JOB: Tally the lines in the rows below that contain the string "silo", matching case exactly, and give only the number.

(A run of rows)
┌────────

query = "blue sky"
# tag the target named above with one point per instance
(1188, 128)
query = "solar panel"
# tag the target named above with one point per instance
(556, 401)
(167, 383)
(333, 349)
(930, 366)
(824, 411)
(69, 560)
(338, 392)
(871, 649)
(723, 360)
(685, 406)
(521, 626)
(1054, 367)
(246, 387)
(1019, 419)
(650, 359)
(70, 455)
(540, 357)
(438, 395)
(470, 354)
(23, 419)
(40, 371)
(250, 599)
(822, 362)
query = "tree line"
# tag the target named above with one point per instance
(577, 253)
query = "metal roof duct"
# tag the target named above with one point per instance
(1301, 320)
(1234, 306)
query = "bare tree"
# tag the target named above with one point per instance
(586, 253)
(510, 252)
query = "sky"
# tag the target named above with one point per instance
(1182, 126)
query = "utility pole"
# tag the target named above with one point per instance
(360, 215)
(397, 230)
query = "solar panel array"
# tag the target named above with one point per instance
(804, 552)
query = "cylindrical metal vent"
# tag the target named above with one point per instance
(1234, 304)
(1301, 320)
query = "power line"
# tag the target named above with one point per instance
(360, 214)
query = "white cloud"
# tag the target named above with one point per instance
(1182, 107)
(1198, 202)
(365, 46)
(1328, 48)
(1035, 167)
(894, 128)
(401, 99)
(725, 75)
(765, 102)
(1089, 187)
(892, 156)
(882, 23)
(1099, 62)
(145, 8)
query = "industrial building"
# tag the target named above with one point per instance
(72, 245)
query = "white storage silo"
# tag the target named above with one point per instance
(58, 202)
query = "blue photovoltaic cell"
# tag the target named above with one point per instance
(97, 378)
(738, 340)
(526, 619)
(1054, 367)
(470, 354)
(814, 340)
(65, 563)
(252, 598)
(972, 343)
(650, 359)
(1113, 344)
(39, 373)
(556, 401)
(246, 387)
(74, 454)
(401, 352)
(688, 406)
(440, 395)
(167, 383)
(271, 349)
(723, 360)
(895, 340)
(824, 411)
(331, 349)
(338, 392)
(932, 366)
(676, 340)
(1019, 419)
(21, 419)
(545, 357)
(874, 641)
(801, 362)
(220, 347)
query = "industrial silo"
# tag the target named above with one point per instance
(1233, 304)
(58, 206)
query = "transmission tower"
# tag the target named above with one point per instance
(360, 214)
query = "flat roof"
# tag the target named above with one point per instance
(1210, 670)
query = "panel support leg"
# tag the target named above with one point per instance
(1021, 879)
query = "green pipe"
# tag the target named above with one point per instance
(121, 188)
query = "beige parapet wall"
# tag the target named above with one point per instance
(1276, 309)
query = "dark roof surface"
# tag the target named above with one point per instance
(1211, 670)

└────────
┌────────

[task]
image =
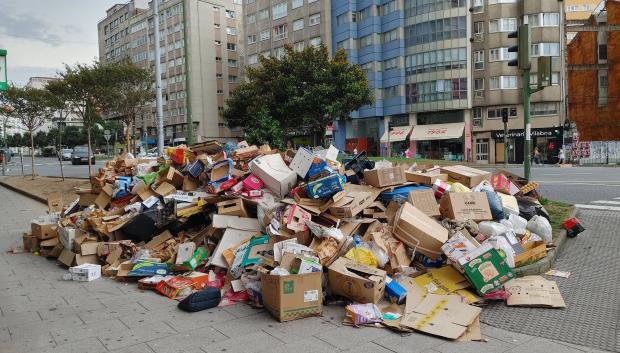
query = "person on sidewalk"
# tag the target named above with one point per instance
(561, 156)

└────────

EXERCISE RESPONSE: 2